** BEGIN Document segment **
The appellant-company contends that the Appellate
Assistant Commissioner had no jurisdiction to give
directions under Section 31 to the Income-Tax Officer to
make the assessments on the appellant-company. Therefore,
the notices which have been issued against the appellant-
company on 26.10.1961 are beyond the period prescribed by
Section 34 of the Income-tax Act, 1922. According to the
appellant-company, since the direction given by the
Appellate Assistant Commissioner is not covered by Section
31, the second provision to Section 34(3) lifting the
embargo of limitation in such cases is not attracted.
The Appellate Assistant Commissioner by his order dated
29.11.1960 gave the following directions:
"In view of the various reasons
discussed above the assessment for
1949-50 made by the I.T.O. on the
Resident Company M/s. Turner
Morrison and Company Ltd. as agents
of the Non-Resident Company M/s.
Hungerford Investment Trust Ltd. in
order to the tax the deemed
dividend under Section 23A is set
aside and the I.T.O. is directed to
make a direct assessment on the
Non-Resident Company .....and,
therefore, the I.T.O. is direct to
make the assessment direct on the
Non-resident Company to tax the
deemed dividend under Section 23A.
In connection with the assessment
for 1950-51 and 1951-52....... the
notices under Section 34 were
validly issued taking the assessee
as Non-resident Company directly
and the returns of income were also
submitted showing the assessee as
Non-resident Company and,
therefore, the proceedings are set
aside from the stage of issue of
notice under Section 23(2) and the
I.T.O. is directed to make the
assessment on the Non-Resident
Company after giving fresh
opportunity to the assessee under
Section 23(2)."
** END Document segment **
** BEGIN Data rows **
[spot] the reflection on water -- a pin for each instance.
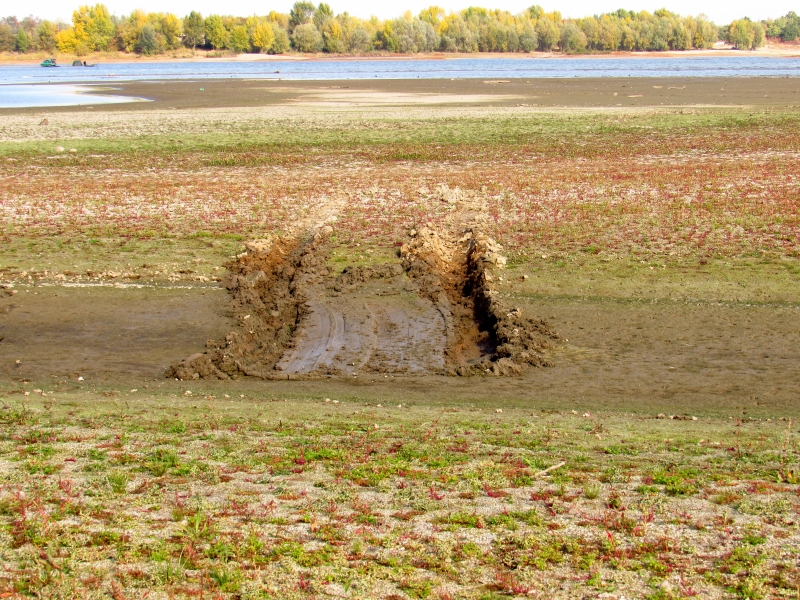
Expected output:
(13, 92)
(19, 96)
(529, 67)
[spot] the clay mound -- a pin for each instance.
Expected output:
(268, 288)
(484, 335)
(437, 312)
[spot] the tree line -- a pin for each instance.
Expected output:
(313, 28)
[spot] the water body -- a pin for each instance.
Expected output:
(16, 90)
(20, 96)
(495, 68)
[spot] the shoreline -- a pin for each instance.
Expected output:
(781, 51)
(525, 94)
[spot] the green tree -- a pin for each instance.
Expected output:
(22, 42)
(573, 39)
(306, 38)
(322, 15)
(194, 31)
(432, 15)
(741, 34)
(301, 13)
(93, 27)
(47, 35)
(148, 42)
(239, 39)
(791, 31)
(263, 36)
(216, 34)
(281, 43)
(547, 34)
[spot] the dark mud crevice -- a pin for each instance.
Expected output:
(485, 336)
(269, 297)
(436, 313)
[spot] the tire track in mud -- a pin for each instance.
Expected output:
(435, 312)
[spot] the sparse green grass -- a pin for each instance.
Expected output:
(269, 498)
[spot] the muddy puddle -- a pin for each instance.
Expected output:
(432, 311)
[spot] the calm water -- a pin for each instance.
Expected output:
(20, 96)
(495, 68)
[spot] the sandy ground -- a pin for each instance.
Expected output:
(545, 93)
(725, 357)
(771, 50)
(721, 358)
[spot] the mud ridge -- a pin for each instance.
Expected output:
(269, 293)
(484, 335)
(436, 312)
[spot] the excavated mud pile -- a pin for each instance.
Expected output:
(484, 335)
(437, 312)
(269, 288)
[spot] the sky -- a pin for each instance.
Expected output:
(720, 11)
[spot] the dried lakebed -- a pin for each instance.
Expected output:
(437, 312)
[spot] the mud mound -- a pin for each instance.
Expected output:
(484, 335)
(437, 312)
(269, 291)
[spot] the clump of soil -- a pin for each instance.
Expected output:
(268, 287)
(437, 312)
(484, 335)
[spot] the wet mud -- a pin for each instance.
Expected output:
(434, 311)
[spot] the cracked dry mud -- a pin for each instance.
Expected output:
(435, 311)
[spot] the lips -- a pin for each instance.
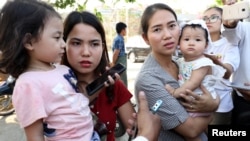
** END Data rows **
Task brief. Reproduce the court excerpt above on the Appellate Assistant Commissioner's directions to the Income-Tax Officer word for word, from start to finish.

Answer to the exercise.
The appellant-company contends that the Appellate
Assistant Commissioner had no jurisdiction to give
directions under Section 31 to the Income-Tax Officer to
make the assessments on the appellant-company. Therefore,
the notices which have been issued against the appellant-
company on 26.10.1961 are beyond the period prescribed by
Section 34 of the Income-tax Act, 1922. According to the
appellant-company, since the direction given by the
Appellate Assistant Commissioner is not covered by Section
31, the second provision to Section 34(3) lifting the
embargo of limitation in such cases is not attracted.
The Appellate Assistant Commissioner by his order dated
29.11.1960 gave the following directions:
"In view of the various reasons
discussed above the assessment for
1949-50 made by the I.T.O. on the
Resident Company M/s. Turner
Morrison and Company Ltd. as agents
of the Non-Resident Company M/s.
Hungerford Investment Trust Ltd. in
order to the tax the deemed
dividend under Section 23A is set
aside and the I.T.O. is directed to
make a direct assessment on the
Non-Resident Company .....and,
therefore, the I.T.O. is direct to
make the assessment direct on the
Non-resident Company to tax the
deemed dividend under Section 23A.
In connection with the assessment
for 1950-51 and 1951-52....... the
notices under Section 34 were
validly issued taking the assessee
as Non-resident Company directly
and the returns of income were also
submitted showing the assessee as
Non-resident Company and,
therefore, the proceedings are set
aside from the stage of issue of
notice under Section 23(2) and the
I.T.O. is directed to make the
assessment on the Non-Resident
Company after giving fresh
opportunity to the assessee under
Section 23(2)."